When you transcribe the entries below, begin at their first line and stop after the line containing "Target: bird's shadow"; pictures stay out.

> Data records
· · · ·

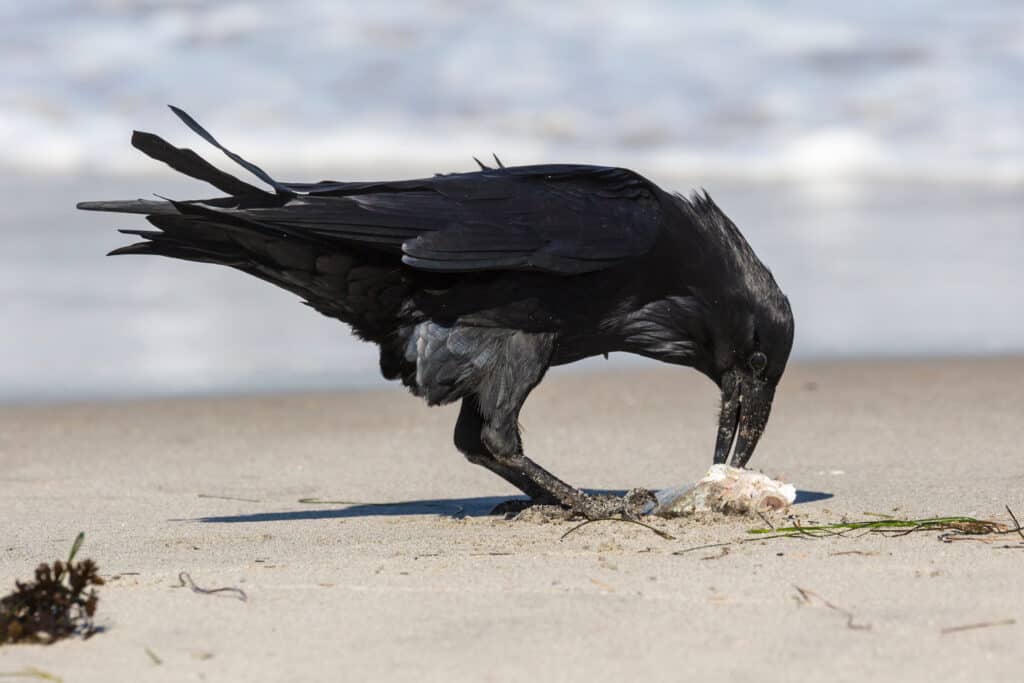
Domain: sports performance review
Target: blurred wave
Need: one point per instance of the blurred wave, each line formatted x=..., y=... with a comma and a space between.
x=872, y=153
x=918, y=89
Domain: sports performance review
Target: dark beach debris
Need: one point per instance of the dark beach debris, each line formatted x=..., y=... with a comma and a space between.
x=806, y=597
x=659, y=532
x=32, y=672
x=231, y=591
x=229, y=498
x=458, y=513
x=59, y=603
x=980, y=625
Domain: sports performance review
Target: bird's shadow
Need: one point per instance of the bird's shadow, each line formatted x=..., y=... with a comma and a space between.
x=448, y=507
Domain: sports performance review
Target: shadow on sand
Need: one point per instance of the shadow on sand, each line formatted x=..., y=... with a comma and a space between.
x=451, y=507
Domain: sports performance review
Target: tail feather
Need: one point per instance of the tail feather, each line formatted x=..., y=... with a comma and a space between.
x=249, y=166
x=187, y=162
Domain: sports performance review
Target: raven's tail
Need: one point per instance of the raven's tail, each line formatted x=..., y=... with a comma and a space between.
x=364, y=288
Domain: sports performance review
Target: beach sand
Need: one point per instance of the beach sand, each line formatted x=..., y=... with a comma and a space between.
x=432, y=589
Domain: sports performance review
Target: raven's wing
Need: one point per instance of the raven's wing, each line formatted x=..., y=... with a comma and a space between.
x=561, y=219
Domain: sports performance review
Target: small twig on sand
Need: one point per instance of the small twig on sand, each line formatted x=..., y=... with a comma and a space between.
x=980, y=625
x=664, y=535
x=705, y=547
x=805, y=598
x=721, y=553
x=187, y=582
x=1017, y=524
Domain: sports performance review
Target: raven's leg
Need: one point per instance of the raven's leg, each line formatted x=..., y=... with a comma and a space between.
x=500, y=394
x=467, y=439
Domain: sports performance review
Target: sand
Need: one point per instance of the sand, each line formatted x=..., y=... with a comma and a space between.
x=432, y=589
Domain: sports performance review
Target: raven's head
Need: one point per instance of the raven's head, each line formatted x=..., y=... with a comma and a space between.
x=747, y=331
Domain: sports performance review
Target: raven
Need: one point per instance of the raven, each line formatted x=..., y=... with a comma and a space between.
x=472, y=285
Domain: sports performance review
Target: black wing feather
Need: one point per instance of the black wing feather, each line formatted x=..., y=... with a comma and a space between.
x=562, y=219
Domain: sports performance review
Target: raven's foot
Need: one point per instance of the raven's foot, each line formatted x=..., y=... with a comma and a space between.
x=631, y=506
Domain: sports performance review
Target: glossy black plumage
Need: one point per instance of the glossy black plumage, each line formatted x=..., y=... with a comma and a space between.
x=473, y=284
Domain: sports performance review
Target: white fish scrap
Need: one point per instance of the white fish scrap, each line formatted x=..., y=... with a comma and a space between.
x=726, y=489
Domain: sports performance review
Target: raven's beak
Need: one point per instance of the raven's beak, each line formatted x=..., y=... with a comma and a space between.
x=728, y=418
x=745, y=406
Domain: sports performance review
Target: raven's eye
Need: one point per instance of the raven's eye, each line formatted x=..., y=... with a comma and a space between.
x=758, y=361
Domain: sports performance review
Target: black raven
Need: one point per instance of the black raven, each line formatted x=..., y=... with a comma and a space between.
x=472, y=285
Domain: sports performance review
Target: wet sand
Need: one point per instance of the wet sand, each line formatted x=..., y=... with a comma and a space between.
x=430, y=588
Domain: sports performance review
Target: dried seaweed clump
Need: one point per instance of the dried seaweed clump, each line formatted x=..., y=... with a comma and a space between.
x=58, y=604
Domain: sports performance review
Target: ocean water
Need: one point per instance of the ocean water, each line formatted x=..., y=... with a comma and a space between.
x=872, y=154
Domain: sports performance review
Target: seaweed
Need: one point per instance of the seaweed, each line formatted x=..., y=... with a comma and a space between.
x=59, y=603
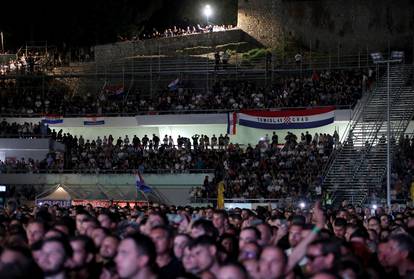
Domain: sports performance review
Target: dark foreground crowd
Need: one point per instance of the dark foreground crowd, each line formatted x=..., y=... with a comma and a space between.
x=185, y=242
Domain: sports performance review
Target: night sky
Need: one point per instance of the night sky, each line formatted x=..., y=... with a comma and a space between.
x=90, y=22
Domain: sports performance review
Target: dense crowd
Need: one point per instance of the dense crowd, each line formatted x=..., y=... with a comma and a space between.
x=272, y=166
x=25, y=130
x=341, y=88
x=158, y=241
x=177, y=31
x=403, y=168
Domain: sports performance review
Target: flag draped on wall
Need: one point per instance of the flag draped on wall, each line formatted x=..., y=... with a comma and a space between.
x=93, y=121
x=52, y=119
x=287, y=119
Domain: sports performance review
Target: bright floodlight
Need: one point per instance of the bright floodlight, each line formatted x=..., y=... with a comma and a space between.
x=208, y=11
x=397, y=55
x=377, y=56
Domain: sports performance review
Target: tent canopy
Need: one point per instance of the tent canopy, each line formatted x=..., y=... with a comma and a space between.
x=58, y=194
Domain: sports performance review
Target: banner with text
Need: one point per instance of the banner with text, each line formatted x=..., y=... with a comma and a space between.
x=287, y=119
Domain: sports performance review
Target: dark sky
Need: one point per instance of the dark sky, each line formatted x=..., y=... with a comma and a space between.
x=90, y=22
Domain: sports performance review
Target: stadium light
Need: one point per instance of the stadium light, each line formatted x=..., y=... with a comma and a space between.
x=207, y=11
x=395, y=57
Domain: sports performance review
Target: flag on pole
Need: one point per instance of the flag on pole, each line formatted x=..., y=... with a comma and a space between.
x=52, y=119
x=220, y=195
x=231, y=123
x=140, y=184
x=174, y=84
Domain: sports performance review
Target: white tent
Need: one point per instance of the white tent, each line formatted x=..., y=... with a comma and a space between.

· · · ·

> Solution to the problem
Domain: sports performance review
Target: blurred wave
Need: one point per instance of the blurred wave, each line formatted x=..., y=... with a comma and a space between.
x=872, y=153
x=918, y=89
Domain: sports performance review
Target: dark beach debris
Need: one point per instance of the dark beach debris, each line formatted x=..., y=... with a comma and a space between.
x=806, y=597
x=659, y=532
x=32, y=672
x=231, y=591
x=229, y=498
x=458, y=513
x=59, y=603
x=980, y=625
Domain: sports performance review
Target: bird's shadow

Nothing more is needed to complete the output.